# THE PROBLEM
An exact transcription of all the records below is required, without any images.

# DATA TO PROCESS
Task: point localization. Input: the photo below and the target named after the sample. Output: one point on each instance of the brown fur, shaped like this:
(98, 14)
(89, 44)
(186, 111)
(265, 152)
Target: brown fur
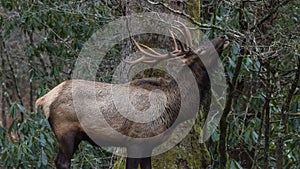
(59, 107)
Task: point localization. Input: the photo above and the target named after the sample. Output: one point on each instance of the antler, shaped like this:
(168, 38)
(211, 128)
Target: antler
(152, 56)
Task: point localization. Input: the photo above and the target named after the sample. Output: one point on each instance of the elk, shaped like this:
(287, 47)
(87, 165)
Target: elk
(58, 105)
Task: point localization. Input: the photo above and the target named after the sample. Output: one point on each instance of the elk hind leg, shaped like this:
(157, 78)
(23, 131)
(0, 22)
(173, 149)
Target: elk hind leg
(68, 144)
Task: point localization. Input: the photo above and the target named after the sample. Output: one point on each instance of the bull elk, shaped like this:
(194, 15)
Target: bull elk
(58, 105)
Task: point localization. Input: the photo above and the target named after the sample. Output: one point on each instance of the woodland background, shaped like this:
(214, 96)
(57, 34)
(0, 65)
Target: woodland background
(260, 127)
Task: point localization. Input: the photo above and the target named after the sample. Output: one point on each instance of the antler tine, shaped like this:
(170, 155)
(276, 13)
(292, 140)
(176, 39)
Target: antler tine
(156, 55)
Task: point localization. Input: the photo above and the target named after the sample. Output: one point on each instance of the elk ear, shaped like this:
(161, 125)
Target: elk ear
(220, 43)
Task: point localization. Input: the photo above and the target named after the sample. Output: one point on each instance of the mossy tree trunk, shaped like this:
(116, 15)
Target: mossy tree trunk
(189, 153)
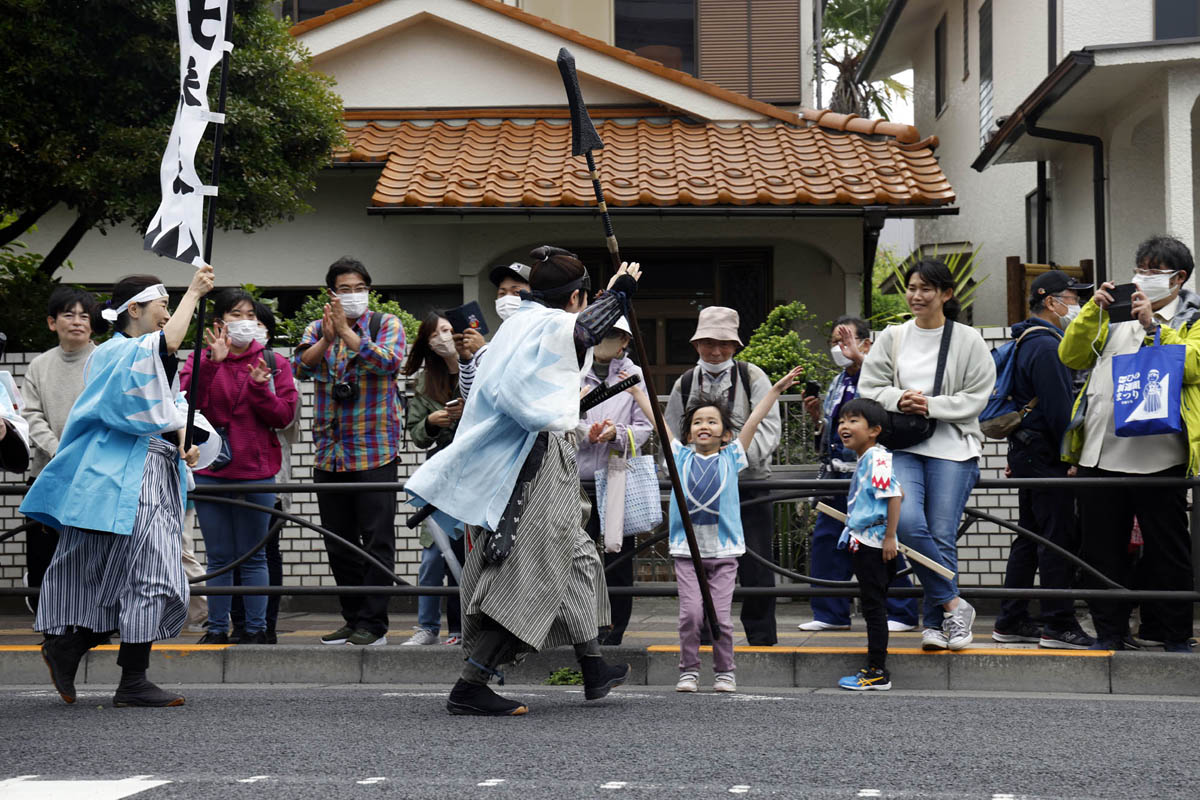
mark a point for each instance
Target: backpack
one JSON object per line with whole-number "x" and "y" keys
{"x": 1003, "y": 415}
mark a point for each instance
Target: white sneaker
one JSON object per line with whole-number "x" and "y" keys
{"x": 817, "y": 625}
{"x": 934, "y": 639}
{"x": 421, "y": 637}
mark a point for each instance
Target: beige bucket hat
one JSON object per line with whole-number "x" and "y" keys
{"x": 718, "y": 323}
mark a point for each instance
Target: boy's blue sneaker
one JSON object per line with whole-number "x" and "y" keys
{"x": 867, "y": 680}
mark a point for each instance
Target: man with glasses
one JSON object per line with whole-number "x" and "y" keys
{"x": 1033, "y": 451}
{"x": 1161, "y": 304}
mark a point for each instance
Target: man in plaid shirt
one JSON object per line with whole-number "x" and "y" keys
{"x": 354, "y": 361}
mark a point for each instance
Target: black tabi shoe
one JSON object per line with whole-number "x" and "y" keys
{"x": 139, "y": 692}
{"x": 63, "y": 655}
{"x": 600, "y": 678}
{"x": 478, "y": 699}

# RESULT OF THE TASK
Task: point localization. Input: the photo below and the target named after the sample. Output: one point on each instance of the brown fur, shaped like this:
(98, 14)
(89, 44)
(186, 111)
(265, 152)
Target: brown fur
(59, 107)
Task: point localization. Input: the photo above and the target named after the sample. Output: one point on each instance of the antler, shaped like this:
(168, 38)
(211, 128)
Target: antler
(152, 56)
Task: point localization. Input: the photo above and the target named after the sample. Output: one point on each instance of the elk, shaped like this:
(287, 47)
(87, 165)
Target: elk
(58, 105)
Task: point localization. Input: the photo above and the target named after the sample. Output: one point on each instance of the elk hind leg, shaped like this:
(157, 78)
(23, 131)
(0, 22)
(173, 149)
Target: elk hind leg
(68, 144)
Task: point localization. Input: the photo above and the target named after the sample. Output: one point on each instance of the bull elk, shaped like this:
(194, 15)
Target: bull elk
(58, 105)
Task: point localization. Input: the photo above and the target named after the sample. Output: one point on each instance of the woodland background, shaped like this:
(214, 96)
(57, 34)
(0, 65)
Target: woodland background
(260, 127)
Task: point localization. Input: the photo above and the target named after the sample. Output: one point on each instance of the antler tine, shaped like this:
(170, 155)
(276, 13)
(292, 140)
(176, 39)
Target: antler tine
(156, 55)
Task: point localization. Input: the photo above and the target named after the sample. Output: one point on each instance of the elk ear, shaped like this:
(161, 125)
Target: elk ear
(220, 43)
Task: point localization. Input: the photo above and the target named after the sample. Output: one point on each instance of the mossy tree trunk, shaped like this:
(116, 15)
Target: mossy tree trunk
(189, 153)
mark a point for each instance
Target: backpack
one JSON object per line with whole-number "x" and "y" keys
{"x": 1003, "y": 415}
mark a point for each instance
Target: white sneaker
one JSON object per line with whole-number "x" and "y" keys
{"x": 817, "y": 625}
{"x": 934, "y": 639}
{"x": 421, "y": 637}
mark a point for each instance
Target: beige bucket hat
one JSON object per line with whole-number "x" and "y" keys
{"x": 718, "y": 323}
mark a point for each instance
Target: boy's blue sneaker
one JSON object per line with whole-number "x" and "y" keys
{"x": 867, "y": 680}
mark a point for each instance
Target: man with glasses
one JSON object per line with whole-number "x" and "y" keys
{"x": 1033, "y": 451}
{"x": 1161, "y": 304}
mark a point for each instance
Target: man in plaid shirt
one JSON object per line with whole-number "x" and "y" keys
{"x": 354, "y": 361}
mark a point for each instance
Target: black tabi shoe
one JSON object per line with whole-number "x" and "y" keys
{"x": 139, "y": 692}
{"x": 63, "y": 655}
{"x": 600, "y": 678}
{"x": 478, "y": 699}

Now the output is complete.